### ENUNCIADO
Traduce al inglés esta oración del texto sobre Chile: «Pero nosotros, ciudadanos, tenemos gran responsabilidad por lo que ocurre».

Tenemos lo que nos merecemos

Impresiona ver cómo un país que navega entre turbulencias, perdiendo altura y con pilotaje deficiente, termina por extenuar, desencantar y atormentar a sus habitantes. Esto acarrea pérdidas -en armonía social, tranquilidad de espíritu, felicidad y calidad de vida, entre otras- que nadie cuantifica y de las cuales nunca nos indemnizan. Al contemplar a Chile desde lejos, seguir sus medios y debates, su rumbo errático y la pérdida de la autoconfianza, uno nota que hoy es un país carente de sueños de futuro, tiranizado por la inmediatez, la minucia, la descalificación y el resentimiento.
 
Vivir en Chile es como viajar en un tren bala, pero no porque nos dirijamos raudos a un destino cierto, sino porque no alcanzamos a comentar el paisaje que pasa ante nuestros ojos. Son tan numerosos los desaguisados gubernamentales, los escándalos en torno a la relación entre política y negocios, los fiascos oficialistas y opositores, la crisis de las instituciones y los desórdenes, que resulta difícil digerir los problemas que se suscitan cada día. Los recientes borran los anteriores; quien se queda comentando el último traspié de La Moneda, al día siguiente está passé . Como cada jornada es más nefasta que la anterior, se torna arduo abordar en profundidad la incesante cascada de problemas y proponer soluciones razonables e innovadoras.
 
¿Hay responsabilidad de la ciudadanía en todo esto? Muchos políticos no lo dirán, pues dependen de los votos para permanecer en el poder o acceder a él, y nada peor en este sentido que leerle las levitas al pueblo. Pero nosotros, ciudadanos, tenemos gran responsabilidad por lo que ocurre. Basta de buscar culpables solo en los demás. Unos son responsables por no votar y dejar en manos minoritarias el país. Otros, por dejarse influir por la cultura del espectáculo, la adicción a la frivolidad y la adoración de la popularidad, por no votar por el más capaz, mejor preparado y con mejor currículum, sino por el más simpático, dicharachero y cercano, como si las elecciones al municipio, el Congreso o la Presidencia fuesen un concurso para paliar la falta de afecto en la familia o entre conocidos. No estamos para pensar mucho, nos embaucan con un discurso que promete un Estado rico, sabio y que lo hará todo, y una selfie con el candidato para mostrar a los amigos. Después esperamos que los ganadores actúen como gente capacitada.

### REGISTROS PROPORCIONADOS
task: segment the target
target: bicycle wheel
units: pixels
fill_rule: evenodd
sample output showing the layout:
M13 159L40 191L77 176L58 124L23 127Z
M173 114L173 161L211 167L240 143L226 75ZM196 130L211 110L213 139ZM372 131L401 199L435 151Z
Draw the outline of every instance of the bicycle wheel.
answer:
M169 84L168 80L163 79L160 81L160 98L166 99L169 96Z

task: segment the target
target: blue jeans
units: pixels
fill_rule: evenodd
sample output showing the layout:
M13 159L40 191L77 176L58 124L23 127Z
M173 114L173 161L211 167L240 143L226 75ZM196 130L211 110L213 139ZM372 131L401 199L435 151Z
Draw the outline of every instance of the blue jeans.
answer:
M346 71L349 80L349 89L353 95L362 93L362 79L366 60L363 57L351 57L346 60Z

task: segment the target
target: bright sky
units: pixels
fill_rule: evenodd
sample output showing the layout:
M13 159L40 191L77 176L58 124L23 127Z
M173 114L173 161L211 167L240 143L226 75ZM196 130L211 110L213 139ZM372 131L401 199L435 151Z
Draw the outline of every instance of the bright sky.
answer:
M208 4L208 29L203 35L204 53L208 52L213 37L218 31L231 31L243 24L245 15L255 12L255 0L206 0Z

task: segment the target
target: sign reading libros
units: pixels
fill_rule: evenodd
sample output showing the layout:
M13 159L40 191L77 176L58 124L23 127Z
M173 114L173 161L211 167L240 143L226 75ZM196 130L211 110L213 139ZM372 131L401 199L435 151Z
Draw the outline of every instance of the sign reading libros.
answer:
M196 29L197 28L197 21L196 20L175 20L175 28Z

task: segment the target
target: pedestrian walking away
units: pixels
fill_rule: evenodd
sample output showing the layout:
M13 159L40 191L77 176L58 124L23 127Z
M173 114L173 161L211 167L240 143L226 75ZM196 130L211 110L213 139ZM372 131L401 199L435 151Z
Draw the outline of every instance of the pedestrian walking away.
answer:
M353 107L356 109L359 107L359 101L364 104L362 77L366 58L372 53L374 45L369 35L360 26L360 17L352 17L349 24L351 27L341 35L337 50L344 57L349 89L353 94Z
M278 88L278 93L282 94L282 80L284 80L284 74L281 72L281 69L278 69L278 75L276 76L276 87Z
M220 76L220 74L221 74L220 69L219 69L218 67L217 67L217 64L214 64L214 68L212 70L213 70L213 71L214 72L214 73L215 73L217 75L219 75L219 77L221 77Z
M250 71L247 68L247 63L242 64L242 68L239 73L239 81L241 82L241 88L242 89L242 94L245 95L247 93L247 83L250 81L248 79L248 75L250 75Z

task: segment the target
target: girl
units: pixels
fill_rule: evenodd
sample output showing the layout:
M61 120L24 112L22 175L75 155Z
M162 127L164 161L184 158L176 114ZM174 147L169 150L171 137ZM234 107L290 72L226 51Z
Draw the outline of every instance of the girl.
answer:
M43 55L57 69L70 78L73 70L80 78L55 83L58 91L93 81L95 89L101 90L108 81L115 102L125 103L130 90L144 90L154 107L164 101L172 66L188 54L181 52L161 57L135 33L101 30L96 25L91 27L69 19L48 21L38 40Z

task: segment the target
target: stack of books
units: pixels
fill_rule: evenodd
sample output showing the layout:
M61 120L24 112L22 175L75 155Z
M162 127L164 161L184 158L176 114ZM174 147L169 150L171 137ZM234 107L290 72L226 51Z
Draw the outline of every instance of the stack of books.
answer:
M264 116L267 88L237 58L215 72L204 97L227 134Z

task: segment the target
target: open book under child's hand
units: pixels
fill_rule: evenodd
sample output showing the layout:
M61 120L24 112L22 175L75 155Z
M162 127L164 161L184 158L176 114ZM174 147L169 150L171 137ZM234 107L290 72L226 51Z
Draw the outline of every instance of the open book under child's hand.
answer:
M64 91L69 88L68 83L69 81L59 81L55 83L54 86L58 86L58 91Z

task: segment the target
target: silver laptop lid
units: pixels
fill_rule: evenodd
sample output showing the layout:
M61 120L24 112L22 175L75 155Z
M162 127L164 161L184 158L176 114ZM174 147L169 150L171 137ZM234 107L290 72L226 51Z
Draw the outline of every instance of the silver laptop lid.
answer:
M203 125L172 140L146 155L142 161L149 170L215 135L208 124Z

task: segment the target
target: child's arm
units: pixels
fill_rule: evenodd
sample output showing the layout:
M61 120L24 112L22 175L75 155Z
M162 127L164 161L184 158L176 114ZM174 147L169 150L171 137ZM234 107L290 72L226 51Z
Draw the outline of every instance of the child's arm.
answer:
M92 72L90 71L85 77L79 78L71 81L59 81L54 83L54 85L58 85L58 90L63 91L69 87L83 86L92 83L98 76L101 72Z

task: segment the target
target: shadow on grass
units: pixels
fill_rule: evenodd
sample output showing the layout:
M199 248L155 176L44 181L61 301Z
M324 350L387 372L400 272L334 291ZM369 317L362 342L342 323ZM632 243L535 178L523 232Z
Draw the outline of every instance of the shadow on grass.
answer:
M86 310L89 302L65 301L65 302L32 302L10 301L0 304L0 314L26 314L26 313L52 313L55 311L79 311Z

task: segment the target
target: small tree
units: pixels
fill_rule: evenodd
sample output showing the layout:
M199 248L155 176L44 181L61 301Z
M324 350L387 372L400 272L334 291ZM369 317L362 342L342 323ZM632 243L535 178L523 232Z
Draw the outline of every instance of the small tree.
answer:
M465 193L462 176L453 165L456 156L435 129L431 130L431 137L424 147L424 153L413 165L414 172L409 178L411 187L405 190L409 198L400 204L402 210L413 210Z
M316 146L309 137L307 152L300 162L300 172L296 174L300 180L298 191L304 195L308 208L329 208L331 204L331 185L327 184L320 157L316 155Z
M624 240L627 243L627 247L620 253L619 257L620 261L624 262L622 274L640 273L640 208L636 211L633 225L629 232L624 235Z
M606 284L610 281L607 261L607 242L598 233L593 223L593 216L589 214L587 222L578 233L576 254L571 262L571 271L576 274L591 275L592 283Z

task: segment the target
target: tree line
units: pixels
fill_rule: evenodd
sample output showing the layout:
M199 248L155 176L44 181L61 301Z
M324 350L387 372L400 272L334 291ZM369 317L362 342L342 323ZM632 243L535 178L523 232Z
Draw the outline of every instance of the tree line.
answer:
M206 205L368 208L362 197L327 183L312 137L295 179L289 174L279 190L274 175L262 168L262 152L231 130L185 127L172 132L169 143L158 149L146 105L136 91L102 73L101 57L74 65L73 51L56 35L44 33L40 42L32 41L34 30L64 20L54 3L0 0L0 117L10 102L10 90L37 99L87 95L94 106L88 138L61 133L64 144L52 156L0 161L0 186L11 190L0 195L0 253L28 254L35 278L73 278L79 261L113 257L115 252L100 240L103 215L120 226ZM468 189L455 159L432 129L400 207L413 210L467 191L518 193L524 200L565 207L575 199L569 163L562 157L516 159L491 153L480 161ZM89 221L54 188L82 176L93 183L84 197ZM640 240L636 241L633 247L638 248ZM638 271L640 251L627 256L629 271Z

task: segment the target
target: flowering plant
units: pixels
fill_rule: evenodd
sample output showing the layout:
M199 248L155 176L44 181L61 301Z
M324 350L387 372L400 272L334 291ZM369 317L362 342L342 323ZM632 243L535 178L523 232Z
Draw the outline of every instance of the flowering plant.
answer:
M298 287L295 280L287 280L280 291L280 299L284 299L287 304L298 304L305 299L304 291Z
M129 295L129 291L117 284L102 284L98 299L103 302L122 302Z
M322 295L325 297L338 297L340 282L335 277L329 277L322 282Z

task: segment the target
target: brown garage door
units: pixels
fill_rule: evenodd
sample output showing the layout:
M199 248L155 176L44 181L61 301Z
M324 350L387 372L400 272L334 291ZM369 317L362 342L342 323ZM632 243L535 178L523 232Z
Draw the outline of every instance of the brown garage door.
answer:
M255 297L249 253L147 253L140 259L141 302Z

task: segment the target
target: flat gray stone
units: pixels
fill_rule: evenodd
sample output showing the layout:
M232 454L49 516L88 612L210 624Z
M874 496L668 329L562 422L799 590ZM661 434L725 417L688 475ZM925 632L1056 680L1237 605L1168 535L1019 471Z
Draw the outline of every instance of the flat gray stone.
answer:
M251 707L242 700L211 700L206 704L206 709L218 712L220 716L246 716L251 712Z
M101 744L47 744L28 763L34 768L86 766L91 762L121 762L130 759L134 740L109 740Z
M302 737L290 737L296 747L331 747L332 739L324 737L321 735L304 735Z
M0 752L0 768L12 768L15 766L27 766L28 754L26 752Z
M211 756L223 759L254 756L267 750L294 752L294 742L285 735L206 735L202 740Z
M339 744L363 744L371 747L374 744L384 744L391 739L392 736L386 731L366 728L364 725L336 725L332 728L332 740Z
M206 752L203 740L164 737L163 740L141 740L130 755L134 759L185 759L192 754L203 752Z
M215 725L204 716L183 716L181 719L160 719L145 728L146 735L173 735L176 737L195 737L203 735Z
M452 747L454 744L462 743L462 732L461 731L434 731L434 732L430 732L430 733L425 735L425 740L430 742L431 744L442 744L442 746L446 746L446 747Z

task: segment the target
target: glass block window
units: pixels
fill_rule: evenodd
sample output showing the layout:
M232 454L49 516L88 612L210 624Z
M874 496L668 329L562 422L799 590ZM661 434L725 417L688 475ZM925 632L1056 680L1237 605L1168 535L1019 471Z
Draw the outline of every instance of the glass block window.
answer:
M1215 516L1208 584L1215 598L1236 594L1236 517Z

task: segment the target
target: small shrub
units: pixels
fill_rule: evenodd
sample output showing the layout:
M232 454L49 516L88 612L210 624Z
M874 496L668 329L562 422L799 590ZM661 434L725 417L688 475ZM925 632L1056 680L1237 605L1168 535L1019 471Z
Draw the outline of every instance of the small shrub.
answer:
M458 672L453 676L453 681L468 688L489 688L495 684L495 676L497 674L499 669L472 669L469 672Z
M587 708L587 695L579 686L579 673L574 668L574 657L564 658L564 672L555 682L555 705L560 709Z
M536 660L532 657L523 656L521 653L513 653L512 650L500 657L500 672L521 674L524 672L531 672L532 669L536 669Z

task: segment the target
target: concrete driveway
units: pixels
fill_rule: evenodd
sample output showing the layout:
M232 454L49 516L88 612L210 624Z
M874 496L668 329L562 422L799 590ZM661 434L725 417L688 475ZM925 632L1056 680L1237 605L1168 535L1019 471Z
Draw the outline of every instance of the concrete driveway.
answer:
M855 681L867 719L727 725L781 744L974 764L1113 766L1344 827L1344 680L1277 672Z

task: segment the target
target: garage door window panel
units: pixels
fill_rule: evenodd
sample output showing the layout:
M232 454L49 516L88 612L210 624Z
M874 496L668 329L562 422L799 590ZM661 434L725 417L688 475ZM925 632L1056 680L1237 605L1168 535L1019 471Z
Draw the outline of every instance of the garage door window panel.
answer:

### RESPUESTA CORRECTA
But we, as citizens, bear great responsibility for what is happening.